> _ПИСЬМЕННОЕ ЗАДАНИЕ 1_:
В каком году, согласно тексту, Иванов написал отцу свой отзыв о Гоголе, едва с ним познакомившись?
> _ПИСЬМЕННОЕ ЗАДАНИЕ 2_:
Перечислите, пожалуйста, все годы, которые упоминаются в тексте.
> _ПИСЬМЕННОЕ ЗАДАНИЕ 3_:
Переведите на английский язык предложение из текста: «Кажется, никого во всю жизнь он больше не уважал и не ценил, как Гоголя».

> _ТЕКСТ_:
▶

Тот, кто находит Общество «благодетелей» таким, каким тут оно описано, конечно, наверное не мог быть его всепокорнейшим слугой.
Но более того. Не только родным и Обществу, но и самым дорогим, самым избранным душою людям Иванов не давал завладевать собою и постоянно был настороже самой полной своей интеллектуальной, творческой и душевной независимости. Кажется, никого во всю жизнь он больше не уважал и не ценил, как Гоголя. Едва с ним познакомившись, он пишет про него в 1841 году своему отцу, что это «человек необыкновенный, имеющий высокий ум и верный взгляд на искусство. Как поэт, он проникает глубоко чувства человеческие, он изучил и наблюдал их, словом — человек самый интереснейший, какой только может представиться для знакомства. Ко всему этому он имеет доброе сердце». В других письмах он говорит, что относится к нему и его сочинениям «с благоговением», что «смотрел на него всегда с глубочайшим уважением, верил и покорствовал ему во всем», называет его «наш общий друг и учитель» и, несмотря на все это, все-таки не дает ему ни на один вершок ворваться в свой внутренний мир и распоряжаться там по-свойски (что Гоголь так любил и практиковал всегда со всеми своими знакомыми). Однажды, в 1847 году, Иванов пишет Гоголю: «Получил я письмо ваше от графини Толстой, но так как письма ваши из Неаполя превышали все неприятности, какие мне случилось претерпеть эту зиму, то я решился оставить это ваше письмо не распечатанным, дабы не пострадать снова». Скоро потом он снова ему пишет: «Вы не знаете подробностей моего положения, следовательно, строго говоря, нельзя мне вас винить, и потому пока, как есть дело, я прошу у вас извинения за то, что письма мои были известной страсти, из чего вышла новая беда. Чтобы не задеть никого, я молчу, даже писав к вам: молчание точно есть единственное средство в настоящую минуту. Скажу одно, что тогда только чувствую себя вполне сильным, спокойным и даже способным служить другим, когда нет покушения на мою независимость». В 1844 году он ему пишет: «Напрасно, кажется, вы думаете, что моя метода — силою сличения и сравнения этюдов подвигать вперед труд, доведет меня до отчаяния. Способ сей согласен и с выбором предмета, и с именем русского, и с любовью к искусству. Я бы мог очень скоро работать, если б имел единственною целью деньги».

◀

> _Записи из набора данных_:
▶

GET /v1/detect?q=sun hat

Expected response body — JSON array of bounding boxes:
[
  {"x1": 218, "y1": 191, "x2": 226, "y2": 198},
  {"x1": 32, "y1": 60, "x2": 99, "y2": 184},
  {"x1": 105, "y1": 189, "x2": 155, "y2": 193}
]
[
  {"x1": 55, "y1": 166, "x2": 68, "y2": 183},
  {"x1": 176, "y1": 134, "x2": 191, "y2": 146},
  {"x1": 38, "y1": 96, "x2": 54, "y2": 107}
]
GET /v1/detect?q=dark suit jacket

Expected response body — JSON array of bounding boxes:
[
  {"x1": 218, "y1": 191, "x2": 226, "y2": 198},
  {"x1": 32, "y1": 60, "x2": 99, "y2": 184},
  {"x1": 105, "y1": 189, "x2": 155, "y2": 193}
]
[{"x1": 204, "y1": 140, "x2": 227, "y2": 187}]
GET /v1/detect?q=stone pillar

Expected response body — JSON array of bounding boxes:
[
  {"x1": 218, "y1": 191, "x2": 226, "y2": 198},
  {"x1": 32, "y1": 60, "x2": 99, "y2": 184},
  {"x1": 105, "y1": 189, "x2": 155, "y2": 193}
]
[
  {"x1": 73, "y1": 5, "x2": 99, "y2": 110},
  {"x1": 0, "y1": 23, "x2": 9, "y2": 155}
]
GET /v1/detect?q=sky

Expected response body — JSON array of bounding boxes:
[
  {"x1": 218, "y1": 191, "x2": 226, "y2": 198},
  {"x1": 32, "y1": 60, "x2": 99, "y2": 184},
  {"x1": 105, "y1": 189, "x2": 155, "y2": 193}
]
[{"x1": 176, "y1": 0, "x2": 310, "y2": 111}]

◀

> _РЕШЕНИЕ 1_:
В 1841 году.

> _РЕШЕНИЕ 2_:
1841, 1847, 1844

> _РЕШЕНИЕ 3_:
It seems that in all his life he respected and valued no one more than Gogol.